Written request A — From the records, output as a numbered list, with blank lines omitted, the line containing "the snowy hillside." and every line after it through the line containing "Outline every instance of the snowy".

Text provided —
Back in California, I got the bad news when Kim phoned me. I hadn't said a word, when Hannah went screaming down the halls, "Grandma's dead, Grandma's dead!"
How in the hell did she know that - I hadn't spoken a word? Later, me and all the kids were laying in our big waterbed with me, trying to console each other, when suddenly Hannah started screaming in terror. She pointed hysterically at the beroom door, and I kept asking her what was the matter? We finally got her to settle down, and she sobbed that she had seen Grandma standing by the bedroom door, basically saying good-bye to the rest of us. I do believe she really saw what she said she saw.
My wife Gloria has a most interesting twist on this. She, too, saw her Grandma after her death, buth this wasn't a one-time visit. Oh no, she appeared many times to Gloria over the years, especially during times of stress. She and Gloria would sit down and discuss matters, or she would console Gloria in times of trouble. After she married me, her grandmother no longer showed up - I guess having me around was sufficient compensation.
So no, I don't grieve terribly, like Newell, because I know something exists out there. I know, because uncounted thousands, perhaps millions, have "died" and returned to tell of a place that has remarkably consistent features. I don't believe it's merely a function of oxyen loss in the brain preceeding death, just like I don't believe UFOs are swamp gas. I feel the time for lame debunking of this sort is long past.
Most religions tell of an afterlife, although they seem remarkably divergent as to the nature and characteristics of the place. Sometimes I wonder if their prophets and seers really saw it, or just made up a description. Perhaps it is the witness phenomena, where at the scene of a crime, different witnesses have divergent testimonies as to the events or personalities of the perpetrators. Perhaps prophets from diffeent eras, with different backgrounds and experience, perceive the existance of the afterworld in radically different ways, because of that same phenomenon.
At any rate, I am tired of different religions battling each other for "truth" or supremacy. It exists, and we'll just have to wait to find out what it's really like. I admit I'm curious, though not in a hurry to do so.

Written request B — Rewrite the passage of the afterlife text from "So no, I don't" through "is long past.", putting "weather balloons" in place of "swamp gas".

Stored rows —

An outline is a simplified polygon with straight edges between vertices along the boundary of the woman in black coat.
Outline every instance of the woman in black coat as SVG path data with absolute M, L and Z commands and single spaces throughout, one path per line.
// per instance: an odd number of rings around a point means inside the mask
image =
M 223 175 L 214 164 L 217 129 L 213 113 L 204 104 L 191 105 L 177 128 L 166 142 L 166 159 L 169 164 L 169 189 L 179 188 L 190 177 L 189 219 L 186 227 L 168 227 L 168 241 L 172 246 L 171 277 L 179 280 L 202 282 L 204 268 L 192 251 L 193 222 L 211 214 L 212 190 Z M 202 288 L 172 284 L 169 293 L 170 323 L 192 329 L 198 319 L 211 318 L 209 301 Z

...

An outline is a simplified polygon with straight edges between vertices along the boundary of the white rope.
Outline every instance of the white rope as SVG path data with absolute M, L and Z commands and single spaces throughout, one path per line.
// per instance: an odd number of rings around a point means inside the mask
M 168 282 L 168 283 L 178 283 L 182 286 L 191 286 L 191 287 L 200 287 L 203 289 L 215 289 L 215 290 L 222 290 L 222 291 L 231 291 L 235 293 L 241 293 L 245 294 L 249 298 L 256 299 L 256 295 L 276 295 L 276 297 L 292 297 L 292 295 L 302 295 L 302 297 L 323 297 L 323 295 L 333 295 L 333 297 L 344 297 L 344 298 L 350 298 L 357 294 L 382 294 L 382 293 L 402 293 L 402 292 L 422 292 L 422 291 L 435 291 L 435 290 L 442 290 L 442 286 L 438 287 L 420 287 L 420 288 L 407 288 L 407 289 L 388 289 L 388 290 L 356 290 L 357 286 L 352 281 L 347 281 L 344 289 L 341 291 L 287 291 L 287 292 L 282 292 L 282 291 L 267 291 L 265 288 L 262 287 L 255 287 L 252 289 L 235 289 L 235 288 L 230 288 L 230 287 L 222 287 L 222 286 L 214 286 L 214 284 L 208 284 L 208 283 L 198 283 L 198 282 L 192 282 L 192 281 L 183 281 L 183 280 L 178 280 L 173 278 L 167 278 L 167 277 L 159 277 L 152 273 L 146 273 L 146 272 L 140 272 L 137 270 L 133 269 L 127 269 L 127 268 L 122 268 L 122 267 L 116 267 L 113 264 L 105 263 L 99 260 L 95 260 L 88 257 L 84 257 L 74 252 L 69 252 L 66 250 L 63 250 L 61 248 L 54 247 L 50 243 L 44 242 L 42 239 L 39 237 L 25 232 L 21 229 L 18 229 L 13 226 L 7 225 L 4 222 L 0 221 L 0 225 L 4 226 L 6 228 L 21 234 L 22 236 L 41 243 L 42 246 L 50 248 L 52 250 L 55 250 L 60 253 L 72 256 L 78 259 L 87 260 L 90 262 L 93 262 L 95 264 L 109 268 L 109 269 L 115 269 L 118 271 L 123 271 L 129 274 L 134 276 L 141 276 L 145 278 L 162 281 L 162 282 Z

--

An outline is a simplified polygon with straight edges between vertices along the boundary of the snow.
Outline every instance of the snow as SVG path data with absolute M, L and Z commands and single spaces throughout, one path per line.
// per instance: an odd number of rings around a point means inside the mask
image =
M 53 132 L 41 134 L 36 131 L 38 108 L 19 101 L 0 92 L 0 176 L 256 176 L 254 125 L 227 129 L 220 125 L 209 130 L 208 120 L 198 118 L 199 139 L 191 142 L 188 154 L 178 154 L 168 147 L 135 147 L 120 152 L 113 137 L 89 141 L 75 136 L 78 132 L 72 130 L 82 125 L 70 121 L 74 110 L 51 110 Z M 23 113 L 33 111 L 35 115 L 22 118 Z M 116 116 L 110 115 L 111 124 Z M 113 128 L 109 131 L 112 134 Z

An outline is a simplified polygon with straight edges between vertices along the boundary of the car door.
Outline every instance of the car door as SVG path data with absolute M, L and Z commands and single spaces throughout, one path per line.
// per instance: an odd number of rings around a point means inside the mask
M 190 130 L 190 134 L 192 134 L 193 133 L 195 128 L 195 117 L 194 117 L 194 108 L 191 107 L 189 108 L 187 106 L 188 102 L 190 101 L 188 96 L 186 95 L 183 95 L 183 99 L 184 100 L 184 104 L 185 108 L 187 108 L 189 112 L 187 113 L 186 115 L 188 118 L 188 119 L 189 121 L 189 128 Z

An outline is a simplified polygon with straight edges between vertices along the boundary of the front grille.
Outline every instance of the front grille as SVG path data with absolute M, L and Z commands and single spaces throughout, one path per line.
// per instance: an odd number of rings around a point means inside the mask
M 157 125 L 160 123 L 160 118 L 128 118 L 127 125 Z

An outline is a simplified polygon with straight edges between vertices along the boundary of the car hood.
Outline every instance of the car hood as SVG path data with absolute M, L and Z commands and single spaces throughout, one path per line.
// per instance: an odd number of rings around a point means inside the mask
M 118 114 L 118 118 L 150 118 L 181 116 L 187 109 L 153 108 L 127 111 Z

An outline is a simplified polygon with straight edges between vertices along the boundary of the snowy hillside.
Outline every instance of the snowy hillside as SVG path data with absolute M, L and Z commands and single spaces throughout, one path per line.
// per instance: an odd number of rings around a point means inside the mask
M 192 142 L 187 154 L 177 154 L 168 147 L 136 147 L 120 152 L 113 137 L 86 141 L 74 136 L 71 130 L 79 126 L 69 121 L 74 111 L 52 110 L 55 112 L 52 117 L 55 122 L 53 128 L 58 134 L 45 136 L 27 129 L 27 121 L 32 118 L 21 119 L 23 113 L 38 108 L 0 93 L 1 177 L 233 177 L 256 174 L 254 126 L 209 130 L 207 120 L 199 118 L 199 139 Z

Output A —
1. An outline is a simplified polygon with straight edges between vertices along the boundary of the snowy hillside.
2. Outline every instance of the snowy hillside as SVG path data with absolute M, L and Z commands and single spaces throughout, one path per line.

Output B —
So no, I don't grieve terribly, like Newell, because I know something exists out there. I know, because uncounted thousands, perhaps millions, have "died" and returned to tell of a place that has remarkably consistent features. I don't believe it's merely a function of oxyen loss in the brain preceeding death, just like I don't believe UFOs are weather balloons. I feel the time for lame debunking of this sort is long past.